> [Required task] State how many lines of the records contain the word "door", and give only that number.

------------------------------------------------------------

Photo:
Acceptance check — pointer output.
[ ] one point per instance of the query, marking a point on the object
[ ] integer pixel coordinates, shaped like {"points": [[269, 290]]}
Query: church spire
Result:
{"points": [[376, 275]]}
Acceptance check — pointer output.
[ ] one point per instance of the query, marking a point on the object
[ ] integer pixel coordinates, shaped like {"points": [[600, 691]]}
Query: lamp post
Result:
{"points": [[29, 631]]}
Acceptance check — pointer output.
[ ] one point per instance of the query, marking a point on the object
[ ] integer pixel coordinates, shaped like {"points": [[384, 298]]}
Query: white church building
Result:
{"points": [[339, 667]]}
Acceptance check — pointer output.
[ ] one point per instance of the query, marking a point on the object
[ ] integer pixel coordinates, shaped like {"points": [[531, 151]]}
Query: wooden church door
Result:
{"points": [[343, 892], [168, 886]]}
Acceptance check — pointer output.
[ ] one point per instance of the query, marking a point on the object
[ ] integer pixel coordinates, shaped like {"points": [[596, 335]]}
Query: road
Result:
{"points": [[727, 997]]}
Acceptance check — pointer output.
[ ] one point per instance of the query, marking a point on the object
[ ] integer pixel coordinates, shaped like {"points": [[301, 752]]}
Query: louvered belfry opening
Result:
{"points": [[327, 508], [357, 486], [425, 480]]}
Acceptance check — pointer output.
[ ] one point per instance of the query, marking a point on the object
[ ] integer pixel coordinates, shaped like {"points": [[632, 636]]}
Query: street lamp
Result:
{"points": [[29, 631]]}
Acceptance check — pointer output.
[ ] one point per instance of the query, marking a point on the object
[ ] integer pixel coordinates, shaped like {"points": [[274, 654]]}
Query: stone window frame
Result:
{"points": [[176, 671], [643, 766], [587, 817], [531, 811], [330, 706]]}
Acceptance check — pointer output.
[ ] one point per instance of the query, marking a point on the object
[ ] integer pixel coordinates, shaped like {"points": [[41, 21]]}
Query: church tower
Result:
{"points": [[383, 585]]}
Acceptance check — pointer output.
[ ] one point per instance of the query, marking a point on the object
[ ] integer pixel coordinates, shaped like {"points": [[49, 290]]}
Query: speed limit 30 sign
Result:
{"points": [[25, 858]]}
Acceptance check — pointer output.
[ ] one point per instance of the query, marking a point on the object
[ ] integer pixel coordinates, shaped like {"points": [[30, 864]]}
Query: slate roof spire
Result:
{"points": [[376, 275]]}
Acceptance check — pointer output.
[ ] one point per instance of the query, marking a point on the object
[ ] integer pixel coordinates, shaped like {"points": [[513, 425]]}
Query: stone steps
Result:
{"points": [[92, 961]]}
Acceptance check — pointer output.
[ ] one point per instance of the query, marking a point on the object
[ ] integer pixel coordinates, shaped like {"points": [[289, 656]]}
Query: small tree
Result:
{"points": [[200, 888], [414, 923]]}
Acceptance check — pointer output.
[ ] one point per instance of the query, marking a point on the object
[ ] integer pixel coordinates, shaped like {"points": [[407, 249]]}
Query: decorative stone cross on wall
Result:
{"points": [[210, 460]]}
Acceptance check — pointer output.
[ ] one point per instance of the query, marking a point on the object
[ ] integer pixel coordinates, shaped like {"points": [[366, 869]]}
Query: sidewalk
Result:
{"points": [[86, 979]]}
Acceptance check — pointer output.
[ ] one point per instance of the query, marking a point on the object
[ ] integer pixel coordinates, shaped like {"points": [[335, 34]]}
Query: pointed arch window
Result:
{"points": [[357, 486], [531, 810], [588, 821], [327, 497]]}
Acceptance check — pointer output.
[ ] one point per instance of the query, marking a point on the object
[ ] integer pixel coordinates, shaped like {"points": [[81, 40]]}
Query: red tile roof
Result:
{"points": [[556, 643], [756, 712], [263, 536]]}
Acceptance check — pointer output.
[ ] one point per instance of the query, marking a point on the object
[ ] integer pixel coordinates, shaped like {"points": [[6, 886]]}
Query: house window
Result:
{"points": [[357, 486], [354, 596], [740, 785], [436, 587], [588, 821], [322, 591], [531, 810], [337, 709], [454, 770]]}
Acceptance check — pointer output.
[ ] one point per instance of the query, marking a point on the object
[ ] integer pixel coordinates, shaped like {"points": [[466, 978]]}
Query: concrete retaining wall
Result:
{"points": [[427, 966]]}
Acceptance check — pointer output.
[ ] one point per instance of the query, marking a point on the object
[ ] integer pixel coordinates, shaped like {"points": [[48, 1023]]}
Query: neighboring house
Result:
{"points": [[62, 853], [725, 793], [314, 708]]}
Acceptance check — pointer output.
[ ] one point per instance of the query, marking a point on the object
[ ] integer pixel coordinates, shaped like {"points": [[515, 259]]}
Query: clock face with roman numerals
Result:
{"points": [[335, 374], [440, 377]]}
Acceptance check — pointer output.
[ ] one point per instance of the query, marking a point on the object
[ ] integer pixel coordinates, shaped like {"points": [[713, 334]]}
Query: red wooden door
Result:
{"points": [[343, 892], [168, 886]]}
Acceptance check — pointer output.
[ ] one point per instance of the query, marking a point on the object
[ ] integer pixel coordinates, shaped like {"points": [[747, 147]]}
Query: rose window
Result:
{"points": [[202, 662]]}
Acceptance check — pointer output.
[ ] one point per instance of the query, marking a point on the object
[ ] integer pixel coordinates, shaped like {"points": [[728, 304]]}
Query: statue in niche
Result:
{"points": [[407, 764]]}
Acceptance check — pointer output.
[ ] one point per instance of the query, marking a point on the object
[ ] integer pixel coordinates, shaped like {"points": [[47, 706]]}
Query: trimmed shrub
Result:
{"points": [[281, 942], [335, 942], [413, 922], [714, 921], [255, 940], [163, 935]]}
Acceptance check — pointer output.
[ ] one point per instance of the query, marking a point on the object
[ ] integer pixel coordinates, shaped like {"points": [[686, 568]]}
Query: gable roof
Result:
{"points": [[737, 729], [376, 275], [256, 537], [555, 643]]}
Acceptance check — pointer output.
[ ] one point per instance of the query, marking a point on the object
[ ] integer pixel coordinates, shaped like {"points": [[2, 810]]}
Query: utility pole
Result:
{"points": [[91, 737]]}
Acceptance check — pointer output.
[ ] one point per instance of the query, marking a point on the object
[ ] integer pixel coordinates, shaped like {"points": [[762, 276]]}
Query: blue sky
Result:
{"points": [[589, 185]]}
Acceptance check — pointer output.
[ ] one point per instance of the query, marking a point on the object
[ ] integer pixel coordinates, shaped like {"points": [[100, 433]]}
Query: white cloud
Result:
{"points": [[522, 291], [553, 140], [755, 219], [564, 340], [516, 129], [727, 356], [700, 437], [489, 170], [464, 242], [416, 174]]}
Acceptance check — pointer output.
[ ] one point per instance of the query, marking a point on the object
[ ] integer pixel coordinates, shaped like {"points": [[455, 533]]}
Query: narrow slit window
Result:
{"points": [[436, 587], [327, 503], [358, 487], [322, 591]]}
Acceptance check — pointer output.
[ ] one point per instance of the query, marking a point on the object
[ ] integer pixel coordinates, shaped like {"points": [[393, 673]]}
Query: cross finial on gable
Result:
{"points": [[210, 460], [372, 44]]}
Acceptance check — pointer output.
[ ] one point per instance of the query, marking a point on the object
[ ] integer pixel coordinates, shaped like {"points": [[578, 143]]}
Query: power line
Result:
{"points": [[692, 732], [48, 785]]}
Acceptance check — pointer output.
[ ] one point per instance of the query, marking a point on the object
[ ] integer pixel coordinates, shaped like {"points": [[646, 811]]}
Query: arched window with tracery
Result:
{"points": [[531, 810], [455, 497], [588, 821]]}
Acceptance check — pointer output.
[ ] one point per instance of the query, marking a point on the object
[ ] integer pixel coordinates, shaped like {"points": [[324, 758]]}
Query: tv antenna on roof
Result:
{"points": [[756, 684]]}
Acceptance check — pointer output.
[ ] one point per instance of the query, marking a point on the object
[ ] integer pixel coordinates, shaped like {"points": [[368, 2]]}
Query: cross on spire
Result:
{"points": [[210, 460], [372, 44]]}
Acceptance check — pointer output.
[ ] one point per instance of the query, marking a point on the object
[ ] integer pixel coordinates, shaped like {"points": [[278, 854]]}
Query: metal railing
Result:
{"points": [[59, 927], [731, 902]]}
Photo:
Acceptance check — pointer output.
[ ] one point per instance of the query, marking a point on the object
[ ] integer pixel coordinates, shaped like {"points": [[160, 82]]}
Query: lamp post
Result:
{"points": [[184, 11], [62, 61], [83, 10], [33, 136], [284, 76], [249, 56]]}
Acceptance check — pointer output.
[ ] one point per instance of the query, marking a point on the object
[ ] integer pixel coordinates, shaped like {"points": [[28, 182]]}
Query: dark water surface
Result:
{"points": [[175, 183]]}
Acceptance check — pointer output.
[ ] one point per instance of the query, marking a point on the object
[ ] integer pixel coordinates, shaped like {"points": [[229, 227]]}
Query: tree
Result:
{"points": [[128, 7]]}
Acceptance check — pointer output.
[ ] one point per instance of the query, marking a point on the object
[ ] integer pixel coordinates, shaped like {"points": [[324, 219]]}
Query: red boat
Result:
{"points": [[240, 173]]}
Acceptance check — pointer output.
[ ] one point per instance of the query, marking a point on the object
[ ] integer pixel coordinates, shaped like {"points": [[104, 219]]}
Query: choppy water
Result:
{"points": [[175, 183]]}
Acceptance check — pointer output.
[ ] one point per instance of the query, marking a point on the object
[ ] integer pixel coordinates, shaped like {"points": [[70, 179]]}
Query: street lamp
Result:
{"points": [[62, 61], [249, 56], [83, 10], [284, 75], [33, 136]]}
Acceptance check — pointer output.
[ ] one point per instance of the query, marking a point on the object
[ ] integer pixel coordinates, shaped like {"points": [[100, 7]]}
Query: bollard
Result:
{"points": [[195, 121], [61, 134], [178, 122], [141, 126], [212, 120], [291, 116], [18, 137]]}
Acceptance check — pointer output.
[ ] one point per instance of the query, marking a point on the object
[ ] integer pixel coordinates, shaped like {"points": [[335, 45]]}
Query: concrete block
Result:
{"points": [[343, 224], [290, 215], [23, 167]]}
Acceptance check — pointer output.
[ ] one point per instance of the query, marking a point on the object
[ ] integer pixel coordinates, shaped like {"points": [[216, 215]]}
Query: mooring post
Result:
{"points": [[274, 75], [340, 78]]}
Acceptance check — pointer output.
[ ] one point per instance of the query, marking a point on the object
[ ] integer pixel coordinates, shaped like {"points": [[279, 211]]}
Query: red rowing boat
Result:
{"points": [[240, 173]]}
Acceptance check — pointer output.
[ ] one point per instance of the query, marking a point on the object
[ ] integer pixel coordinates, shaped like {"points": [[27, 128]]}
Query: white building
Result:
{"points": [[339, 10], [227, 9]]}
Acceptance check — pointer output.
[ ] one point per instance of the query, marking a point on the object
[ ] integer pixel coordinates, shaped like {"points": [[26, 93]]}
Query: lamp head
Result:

------------------------------------------------------------

> [Task response] 2